Pull out everything from the line containing "Could you provide the mask of every instance of the silver" down to the line containing "[[232,138],[229,133],[207,126],[207,155],[231,161]]", both included, and reproduce those lines verbatim.
------------------------------------
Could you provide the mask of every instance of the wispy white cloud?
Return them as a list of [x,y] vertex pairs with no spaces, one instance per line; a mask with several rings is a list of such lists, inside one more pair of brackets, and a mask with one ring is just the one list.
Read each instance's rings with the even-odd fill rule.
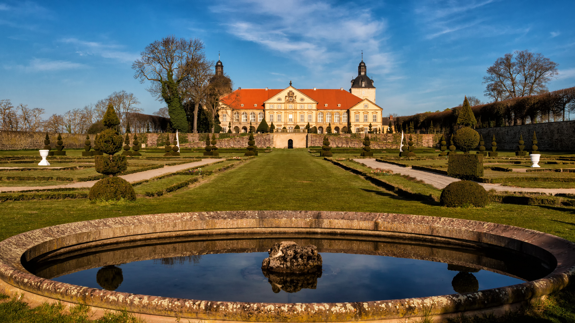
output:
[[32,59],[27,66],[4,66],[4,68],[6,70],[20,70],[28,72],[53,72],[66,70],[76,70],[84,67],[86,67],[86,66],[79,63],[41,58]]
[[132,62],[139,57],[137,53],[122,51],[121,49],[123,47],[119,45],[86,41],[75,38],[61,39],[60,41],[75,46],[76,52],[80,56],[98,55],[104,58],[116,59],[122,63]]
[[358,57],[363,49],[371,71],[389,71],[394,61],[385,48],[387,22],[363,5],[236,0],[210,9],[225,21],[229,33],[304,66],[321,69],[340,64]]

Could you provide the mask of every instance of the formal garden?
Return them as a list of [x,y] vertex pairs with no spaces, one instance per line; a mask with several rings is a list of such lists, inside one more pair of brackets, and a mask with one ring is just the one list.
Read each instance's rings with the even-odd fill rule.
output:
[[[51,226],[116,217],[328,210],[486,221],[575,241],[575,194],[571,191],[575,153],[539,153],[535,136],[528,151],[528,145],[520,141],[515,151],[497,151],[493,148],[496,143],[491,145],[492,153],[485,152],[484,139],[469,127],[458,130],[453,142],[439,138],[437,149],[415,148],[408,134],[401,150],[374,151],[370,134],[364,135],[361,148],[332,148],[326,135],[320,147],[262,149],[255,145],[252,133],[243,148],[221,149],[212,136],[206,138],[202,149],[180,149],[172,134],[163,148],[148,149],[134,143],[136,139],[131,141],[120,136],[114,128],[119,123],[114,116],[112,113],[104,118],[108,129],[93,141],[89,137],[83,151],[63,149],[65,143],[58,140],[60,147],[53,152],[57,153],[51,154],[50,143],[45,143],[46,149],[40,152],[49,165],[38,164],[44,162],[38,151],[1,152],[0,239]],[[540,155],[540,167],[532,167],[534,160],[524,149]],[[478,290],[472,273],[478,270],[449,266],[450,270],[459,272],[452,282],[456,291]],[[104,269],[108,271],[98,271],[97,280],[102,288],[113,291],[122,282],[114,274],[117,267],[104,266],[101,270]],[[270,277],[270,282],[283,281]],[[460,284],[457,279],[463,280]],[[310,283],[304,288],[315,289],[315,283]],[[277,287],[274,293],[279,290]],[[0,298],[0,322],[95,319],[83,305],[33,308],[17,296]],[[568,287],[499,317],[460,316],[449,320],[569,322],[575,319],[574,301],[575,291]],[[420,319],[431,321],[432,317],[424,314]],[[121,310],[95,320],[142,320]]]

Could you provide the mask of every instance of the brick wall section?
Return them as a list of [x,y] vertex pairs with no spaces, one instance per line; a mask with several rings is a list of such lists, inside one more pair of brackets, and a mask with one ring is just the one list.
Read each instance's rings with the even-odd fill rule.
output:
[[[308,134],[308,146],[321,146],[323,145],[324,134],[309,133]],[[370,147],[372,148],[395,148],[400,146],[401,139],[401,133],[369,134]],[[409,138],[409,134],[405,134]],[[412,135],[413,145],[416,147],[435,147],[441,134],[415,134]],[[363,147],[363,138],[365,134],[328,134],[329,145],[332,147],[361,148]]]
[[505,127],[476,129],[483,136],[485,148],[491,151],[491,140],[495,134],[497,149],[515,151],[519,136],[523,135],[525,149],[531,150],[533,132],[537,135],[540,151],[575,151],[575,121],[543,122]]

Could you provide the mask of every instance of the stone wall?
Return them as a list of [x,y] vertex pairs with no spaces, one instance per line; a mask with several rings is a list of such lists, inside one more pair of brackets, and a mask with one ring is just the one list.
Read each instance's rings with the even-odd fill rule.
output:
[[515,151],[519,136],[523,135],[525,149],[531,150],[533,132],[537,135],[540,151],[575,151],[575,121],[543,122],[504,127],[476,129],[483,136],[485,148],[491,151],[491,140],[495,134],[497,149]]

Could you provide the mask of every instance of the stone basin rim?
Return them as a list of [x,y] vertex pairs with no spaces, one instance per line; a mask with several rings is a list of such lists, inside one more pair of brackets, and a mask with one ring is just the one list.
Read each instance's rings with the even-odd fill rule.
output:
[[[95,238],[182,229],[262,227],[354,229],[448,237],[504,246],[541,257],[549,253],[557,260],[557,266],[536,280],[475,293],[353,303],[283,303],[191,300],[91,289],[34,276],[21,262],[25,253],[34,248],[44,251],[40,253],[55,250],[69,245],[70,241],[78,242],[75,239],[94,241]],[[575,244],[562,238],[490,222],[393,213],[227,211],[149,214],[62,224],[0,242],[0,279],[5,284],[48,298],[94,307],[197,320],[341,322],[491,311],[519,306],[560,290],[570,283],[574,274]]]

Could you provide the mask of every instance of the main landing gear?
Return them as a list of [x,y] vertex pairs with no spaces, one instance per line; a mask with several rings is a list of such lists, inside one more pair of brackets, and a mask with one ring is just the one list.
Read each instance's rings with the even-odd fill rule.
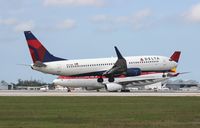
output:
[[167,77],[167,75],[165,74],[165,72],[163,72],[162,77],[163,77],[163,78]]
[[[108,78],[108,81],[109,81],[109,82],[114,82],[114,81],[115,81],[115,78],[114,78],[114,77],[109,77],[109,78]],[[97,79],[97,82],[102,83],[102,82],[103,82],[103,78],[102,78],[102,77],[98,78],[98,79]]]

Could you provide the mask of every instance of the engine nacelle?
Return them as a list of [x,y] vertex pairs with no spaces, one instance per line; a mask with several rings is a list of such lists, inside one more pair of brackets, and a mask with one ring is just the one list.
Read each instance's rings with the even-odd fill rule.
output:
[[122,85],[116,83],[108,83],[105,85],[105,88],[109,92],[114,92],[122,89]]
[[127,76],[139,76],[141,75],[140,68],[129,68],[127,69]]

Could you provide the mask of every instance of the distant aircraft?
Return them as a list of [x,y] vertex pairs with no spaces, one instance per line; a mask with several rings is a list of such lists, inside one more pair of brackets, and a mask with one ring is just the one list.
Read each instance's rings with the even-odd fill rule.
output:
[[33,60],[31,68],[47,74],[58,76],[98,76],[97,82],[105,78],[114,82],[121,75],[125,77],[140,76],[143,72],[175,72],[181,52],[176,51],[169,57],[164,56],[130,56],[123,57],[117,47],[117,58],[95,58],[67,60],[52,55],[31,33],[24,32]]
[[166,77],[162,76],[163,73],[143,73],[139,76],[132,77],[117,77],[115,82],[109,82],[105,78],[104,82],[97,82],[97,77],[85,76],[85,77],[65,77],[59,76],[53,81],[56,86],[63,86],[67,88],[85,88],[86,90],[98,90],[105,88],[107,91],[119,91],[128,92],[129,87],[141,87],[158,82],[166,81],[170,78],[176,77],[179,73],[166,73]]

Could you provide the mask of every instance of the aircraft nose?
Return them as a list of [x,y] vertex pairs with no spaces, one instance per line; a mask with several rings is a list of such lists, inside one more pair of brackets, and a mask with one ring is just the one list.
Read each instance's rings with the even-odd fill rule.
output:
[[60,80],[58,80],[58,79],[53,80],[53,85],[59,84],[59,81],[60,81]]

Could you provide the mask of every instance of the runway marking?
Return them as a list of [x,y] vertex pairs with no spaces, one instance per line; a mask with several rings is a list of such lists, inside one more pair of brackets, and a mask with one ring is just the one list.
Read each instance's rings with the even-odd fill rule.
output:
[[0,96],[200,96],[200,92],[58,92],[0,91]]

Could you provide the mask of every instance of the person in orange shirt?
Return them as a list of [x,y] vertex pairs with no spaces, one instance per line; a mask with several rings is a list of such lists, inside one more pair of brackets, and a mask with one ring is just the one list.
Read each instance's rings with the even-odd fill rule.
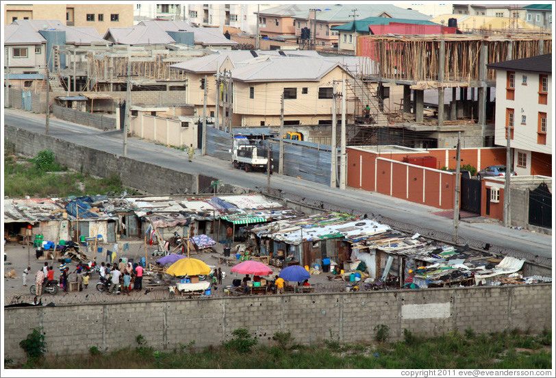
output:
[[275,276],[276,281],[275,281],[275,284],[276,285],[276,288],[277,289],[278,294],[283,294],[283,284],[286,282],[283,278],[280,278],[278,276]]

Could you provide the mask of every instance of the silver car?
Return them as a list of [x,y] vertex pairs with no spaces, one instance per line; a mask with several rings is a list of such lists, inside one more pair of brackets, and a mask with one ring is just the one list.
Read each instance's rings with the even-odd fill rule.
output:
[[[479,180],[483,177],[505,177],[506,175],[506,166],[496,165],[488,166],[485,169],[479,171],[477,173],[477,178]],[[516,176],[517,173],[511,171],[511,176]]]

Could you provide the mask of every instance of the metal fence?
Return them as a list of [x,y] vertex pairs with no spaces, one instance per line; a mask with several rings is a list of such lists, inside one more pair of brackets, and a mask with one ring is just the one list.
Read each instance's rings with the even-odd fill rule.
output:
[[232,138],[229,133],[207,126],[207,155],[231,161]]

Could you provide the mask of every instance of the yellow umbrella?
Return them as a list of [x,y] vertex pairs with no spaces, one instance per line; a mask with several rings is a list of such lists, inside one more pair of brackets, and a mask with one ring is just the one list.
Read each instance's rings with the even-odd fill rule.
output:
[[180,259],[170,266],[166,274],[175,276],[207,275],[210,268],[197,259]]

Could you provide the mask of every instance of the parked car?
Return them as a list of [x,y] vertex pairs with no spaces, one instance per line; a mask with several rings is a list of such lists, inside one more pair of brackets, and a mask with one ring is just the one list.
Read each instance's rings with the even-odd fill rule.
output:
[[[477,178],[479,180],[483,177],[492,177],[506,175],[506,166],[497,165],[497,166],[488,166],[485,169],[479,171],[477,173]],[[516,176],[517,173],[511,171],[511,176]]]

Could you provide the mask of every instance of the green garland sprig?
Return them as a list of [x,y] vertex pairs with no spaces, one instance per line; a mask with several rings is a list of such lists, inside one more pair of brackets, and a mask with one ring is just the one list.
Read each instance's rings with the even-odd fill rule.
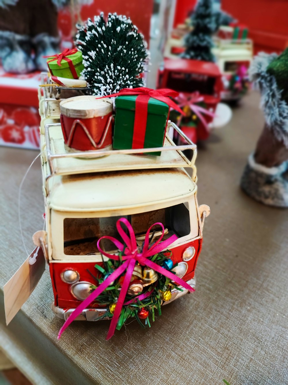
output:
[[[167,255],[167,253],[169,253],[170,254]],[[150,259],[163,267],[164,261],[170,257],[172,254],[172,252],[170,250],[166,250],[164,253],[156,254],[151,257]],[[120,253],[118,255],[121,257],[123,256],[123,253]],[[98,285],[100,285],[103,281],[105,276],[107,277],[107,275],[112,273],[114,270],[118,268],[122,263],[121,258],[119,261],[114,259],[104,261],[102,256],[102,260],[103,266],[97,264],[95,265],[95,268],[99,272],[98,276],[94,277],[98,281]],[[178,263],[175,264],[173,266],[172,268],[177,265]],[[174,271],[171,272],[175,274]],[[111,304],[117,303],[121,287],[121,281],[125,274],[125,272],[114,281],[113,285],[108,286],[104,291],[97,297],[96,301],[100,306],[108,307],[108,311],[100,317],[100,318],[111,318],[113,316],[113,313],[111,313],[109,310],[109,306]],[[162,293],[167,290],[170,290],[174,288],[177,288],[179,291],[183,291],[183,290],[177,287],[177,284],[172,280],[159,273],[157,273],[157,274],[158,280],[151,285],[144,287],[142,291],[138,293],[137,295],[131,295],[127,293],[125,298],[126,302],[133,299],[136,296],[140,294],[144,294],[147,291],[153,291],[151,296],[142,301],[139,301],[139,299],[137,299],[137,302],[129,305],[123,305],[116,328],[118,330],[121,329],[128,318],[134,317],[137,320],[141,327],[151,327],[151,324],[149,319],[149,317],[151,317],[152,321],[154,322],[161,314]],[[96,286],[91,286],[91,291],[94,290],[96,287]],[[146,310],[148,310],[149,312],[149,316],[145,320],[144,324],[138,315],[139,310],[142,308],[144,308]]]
------------------------------------
# [Answer to this task]
Could you provide the mask of every instance of the silver car?
Return them as a list of [x,y] vertex pairs with no spaces, one instance per line; a mask with several rings is a list of such lists, inside one more pair of brackets, and a mask with one ring is just the one list.
Read each instance's rings with the even-odd fill rule.
output:
[[[479,180],[483,177],[505,177],[506,175],[506,166],[496,165],[488,166],[485,169],[479,171],[477,173],[477,178]],[[516,176],[517,173],[511,171],[511,176]]]

Could you provide the mask of every instance of the metal fence?
Return them as a list of [x,y] vertex pairs with no spaces, one instance per line; a mask with several rings is a list of such lists, inside one more pair of brackets, and a mask with one ring is just the one list.
Read each instance's rings with the even-odd fill rule.
output:
[[232,138],[229,133],[207,126],[207,155],[231,161]]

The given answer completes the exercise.